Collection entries

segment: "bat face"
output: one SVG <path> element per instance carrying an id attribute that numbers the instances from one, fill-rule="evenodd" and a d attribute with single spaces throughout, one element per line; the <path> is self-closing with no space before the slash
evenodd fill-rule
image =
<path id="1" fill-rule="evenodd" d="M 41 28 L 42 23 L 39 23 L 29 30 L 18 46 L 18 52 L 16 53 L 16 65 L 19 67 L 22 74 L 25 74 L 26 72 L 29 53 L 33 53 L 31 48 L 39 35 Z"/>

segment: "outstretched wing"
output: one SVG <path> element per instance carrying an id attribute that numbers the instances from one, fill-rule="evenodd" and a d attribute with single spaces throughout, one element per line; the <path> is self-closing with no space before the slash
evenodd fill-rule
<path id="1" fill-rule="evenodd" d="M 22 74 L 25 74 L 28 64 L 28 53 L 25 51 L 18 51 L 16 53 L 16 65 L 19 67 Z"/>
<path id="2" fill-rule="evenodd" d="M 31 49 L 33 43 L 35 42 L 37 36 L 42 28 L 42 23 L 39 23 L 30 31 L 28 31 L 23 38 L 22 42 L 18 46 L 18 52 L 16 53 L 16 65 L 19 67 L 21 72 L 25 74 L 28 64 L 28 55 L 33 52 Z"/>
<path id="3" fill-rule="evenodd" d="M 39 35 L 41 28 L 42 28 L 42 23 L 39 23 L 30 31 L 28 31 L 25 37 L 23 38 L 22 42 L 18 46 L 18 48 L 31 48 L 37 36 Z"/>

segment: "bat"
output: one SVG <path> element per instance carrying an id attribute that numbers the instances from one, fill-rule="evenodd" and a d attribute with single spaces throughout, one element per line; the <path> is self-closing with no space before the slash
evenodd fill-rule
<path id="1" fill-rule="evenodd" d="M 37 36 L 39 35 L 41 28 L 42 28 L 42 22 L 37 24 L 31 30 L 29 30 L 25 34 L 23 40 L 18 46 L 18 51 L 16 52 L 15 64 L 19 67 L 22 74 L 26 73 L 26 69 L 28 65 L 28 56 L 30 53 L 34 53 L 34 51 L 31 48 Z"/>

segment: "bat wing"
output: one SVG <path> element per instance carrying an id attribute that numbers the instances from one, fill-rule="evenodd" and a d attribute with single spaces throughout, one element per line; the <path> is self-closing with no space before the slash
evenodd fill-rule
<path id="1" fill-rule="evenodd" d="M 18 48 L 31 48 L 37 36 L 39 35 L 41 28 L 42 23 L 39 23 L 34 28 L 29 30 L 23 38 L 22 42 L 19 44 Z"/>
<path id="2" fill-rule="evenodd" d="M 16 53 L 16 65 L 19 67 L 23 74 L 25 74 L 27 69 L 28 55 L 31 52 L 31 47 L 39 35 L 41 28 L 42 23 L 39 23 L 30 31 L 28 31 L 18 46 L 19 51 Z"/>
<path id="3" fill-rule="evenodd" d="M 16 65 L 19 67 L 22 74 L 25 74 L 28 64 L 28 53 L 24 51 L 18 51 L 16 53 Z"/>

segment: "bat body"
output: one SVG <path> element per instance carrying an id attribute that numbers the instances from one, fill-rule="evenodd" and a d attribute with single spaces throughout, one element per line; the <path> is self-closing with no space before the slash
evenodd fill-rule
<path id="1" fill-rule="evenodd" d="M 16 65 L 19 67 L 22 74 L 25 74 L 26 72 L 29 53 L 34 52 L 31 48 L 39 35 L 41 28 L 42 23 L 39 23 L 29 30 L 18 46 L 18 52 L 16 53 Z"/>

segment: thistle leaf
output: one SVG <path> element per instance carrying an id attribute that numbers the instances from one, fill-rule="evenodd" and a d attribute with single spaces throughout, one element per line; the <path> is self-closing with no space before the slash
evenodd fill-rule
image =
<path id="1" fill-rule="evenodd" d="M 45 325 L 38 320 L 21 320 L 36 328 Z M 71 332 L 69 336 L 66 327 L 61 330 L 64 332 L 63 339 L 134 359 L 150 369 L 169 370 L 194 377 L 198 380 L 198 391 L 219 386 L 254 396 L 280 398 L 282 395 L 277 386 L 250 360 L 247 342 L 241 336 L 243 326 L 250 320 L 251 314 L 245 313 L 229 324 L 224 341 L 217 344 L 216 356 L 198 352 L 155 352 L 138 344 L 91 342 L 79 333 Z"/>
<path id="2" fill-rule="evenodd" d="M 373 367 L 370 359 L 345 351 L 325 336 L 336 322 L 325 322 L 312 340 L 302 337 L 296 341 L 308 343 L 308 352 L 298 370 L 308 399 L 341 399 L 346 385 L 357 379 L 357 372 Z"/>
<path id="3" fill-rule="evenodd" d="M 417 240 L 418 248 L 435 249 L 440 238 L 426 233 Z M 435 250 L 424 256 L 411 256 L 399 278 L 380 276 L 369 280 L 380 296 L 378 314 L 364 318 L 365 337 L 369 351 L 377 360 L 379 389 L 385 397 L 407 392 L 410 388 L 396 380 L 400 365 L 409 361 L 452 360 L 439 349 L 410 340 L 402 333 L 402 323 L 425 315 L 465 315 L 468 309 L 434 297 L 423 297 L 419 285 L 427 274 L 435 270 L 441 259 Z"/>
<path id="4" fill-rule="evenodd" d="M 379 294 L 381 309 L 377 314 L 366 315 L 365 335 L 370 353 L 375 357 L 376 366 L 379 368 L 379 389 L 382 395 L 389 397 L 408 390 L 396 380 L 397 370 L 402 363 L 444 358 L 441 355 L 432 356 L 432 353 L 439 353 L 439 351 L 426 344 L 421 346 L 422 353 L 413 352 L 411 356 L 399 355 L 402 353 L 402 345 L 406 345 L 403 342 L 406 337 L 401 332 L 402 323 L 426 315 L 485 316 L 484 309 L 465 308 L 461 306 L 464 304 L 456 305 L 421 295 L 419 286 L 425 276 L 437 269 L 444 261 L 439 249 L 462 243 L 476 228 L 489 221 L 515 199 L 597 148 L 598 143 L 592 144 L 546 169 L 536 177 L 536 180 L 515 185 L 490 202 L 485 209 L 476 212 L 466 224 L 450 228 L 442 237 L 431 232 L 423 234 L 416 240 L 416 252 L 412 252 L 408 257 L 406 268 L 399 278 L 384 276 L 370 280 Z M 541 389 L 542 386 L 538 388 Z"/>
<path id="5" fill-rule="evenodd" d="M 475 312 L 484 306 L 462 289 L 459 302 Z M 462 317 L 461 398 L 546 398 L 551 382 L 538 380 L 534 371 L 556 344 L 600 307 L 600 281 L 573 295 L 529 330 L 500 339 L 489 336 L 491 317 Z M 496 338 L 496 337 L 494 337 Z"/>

To be done
Pull out each line in the entries above that contains the string "wing".

Result of this task
segment: "outstretched wing"
segment: "bat wing"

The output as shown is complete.